(Beginning of STUDY TEXT)

The only accurate comparison between la familia Gates and Medici is that they acquired unprecedented wealth – quickly. Though many a business book author has stretched the comparison beyond reason - this much is true – their successes were unprecedented for the times they lived in. And, of course, their shared status as subjects of enduring fascination – which is a burden I wouldn’t wish on anyone.

There is a remarkable difference between them, of course. And it is a difference with a powerful symbol, born of the wish of the Gates Foundation’s founders to give away the vast portion of their wealth in their own lifetimes. That is the key. That they have targeted those most in need around the world should get your attention. Still, they cannot have any success in a vacuum – and they know it. Money alone does not solve problems.

In order to truly understand the special status of our region because of these organizations, it is important to understand what they have documented: hope is a motivator. Ask veterans in developing world relief and aid work what can happen when people have health care and nutrition: opportunity for a new focus upon adding quality to their family’s lives through education – and ditching the eons-old trap of having children as a form of life insurance. Meaning, if you might survive long enough to be elderly, the only reasonable plan would be to have enough children first that might survive long enough to take care of you. This creates a cycle of poverty and over-expanding population beyond the economic or environmental carrying capacity of the developing world. In turn this has fed cycles of famine and epidemic. Such has been the way of human history. Until now.

The world-focused organizations of our region have a common goal: to create a new paradigm. It is a realization long in the making. When Franklin Roosevelt gave the State of the Union address to Congress in January 1941, our nation was about to be thrust into a massive military conflict on many fronts around the world – so horrible that almost 300,000 Americans would lose their lives. Yet against that backdrop Roosevelt set forth a bold vision for our planet, a speech which has come to be known as “The Four Freedoms”:

In the future days which we seek to make secure, we look forward to a world
founded upon four essential human freedoms.

The first is freedom of speech and expression –everywhere in the world.

The second is freedom of every person to worship God in his own way-- everywhere in the world.

(End of STUDY TEXT)

**APPLY WHAT YOU READ**
A – According to the Gates and Medici essay, in what month and year did Franklin Roosevelt give the State of the Union address to Congress?
B – List every person or family that the Gates and Medici essay mentions by name.

(Beginning of THE DATA)

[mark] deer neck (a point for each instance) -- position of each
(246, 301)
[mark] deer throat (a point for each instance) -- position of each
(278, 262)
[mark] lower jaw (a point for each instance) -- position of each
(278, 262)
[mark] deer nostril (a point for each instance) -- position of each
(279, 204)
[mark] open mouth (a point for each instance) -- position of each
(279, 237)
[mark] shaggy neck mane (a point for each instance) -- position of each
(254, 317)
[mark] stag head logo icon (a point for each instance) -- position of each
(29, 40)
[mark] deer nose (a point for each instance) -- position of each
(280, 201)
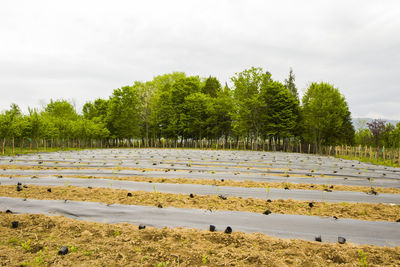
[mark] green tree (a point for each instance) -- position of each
(290, 85)
(280, 110)
(326, 116)
(123, 113)
(247, 88)
(212, 87)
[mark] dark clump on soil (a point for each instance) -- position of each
(14, 224)
(63, 250)
(228, 230)
(267, 212)
(95, 244)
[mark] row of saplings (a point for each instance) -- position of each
(64, 249)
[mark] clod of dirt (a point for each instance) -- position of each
(372, 192)
(63, 250)
(267, 212)
(222, 197)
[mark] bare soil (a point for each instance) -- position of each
(38, 238)
(360, 211)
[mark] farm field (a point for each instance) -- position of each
(275, 203)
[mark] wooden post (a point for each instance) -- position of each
(384, 155)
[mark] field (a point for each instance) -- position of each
(278, 206)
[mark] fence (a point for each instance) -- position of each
(382, 155)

(End of THE DATA)

**ANSWERS TO EACH TASK**
A – January 1941

B – The Gates family, the Medici, and Franklin Roosevelt